(Extracted data entries)
----------
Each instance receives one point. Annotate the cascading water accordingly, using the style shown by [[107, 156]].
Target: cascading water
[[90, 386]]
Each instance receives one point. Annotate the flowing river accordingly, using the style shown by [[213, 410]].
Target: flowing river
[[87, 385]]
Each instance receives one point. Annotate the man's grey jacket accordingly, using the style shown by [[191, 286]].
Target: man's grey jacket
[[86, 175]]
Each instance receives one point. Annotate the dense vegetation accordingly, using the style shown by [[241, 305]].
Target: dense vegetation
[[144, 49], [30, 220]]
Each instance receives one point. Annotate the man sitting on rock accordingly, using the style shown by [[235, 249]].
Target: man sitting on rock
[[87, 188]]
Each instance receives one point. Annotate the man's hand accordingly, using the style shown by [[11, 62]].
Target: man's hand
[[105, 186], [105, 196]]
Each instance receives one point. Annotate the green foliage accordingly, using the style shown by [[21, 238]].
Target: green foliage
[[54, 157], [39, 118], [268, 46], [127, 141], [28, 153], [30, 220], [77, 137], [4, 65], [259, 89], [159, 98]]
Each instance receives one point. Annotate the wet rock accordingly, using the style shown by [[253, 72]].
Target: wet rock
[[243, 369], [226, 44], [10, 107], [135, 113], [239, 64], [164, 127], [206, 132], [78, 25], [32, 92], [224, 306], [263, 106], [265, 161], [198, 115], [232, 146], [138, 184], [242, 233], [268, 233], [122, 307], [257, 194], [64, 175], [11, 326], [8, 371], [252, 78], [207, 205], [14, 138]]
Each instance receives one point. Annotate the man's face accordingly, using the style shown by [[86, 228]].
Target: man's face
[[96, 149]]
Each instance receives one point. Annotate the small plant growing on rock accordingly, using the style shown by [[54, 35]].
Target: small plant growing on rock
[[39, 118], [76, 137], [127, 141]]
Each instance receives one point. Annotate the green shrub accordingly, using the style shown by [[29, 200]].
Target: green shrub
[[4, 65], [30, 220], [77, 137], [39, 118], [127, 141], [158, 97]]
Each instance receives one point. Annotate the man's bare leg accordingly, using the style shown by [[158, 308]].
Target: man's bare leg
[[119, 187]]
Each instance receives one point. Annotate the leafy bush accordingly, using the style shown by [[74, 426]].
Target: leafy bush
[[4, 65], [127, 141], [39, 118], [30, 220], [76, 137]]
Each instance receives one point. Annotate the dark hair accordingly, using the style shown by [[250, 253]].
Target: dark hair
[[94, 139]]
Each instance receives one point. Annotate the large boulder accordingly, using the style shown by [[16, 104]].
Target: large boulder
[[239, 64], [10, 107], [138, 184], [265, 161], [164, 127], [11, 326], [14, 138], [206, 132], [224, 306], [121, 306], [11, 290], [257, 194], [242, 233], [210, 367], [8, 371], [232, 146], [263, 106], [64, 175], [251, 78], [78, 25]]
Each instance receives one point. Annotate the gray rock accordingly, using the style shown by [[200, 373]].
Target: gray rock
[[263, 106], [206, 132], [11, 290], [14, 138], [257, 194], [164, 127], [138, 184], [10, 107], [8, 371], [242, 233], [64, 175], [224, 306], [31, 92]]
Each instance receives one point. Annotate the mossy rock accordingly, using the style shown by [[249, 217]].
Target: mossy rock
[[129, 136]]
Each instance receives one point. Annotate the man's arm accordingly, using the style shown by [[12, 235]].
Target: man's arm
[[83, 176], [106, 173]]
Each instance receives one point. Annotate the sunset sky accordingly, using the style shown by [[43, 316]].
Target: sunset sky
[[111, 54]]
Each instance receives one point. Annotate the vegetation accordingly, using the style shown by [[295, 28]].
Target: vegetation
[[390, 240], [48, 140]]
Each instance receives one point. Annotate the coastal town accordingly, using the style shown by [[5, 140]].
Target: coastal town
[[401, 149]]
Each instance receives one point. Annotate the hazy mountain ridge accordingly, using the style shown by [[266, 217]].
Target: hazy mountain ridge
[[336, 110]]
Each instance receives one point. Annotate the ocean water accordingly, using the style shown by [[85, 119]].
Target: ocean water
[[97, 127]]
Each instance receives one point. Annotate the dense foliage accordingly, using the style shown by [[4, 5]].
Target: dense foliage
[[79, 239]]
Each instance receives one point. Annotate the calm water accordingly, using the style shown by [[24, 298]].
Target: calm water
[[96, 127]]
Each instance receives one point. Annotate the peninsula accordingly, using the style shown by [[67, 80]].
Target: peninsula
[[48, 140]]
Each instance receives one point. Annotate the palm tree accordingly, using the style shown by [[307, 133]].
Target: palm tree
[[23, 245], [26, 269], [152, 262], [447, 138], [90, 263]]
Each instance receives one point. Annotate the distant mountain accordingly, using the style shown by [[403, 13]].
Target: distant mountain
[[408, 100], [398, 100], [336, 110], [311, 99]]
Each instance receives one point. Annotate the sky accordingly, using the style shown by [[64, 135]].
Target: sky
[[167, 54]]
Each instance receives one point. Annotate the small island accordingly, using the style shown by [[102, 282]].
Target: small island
----------
## What you have to do
Above are the records; copy every line in them that holds the word "island".

## Expected output
Each instance receives one point. Annotate the small island accordingly, using the style shown by [[102, 282]].
Target: small island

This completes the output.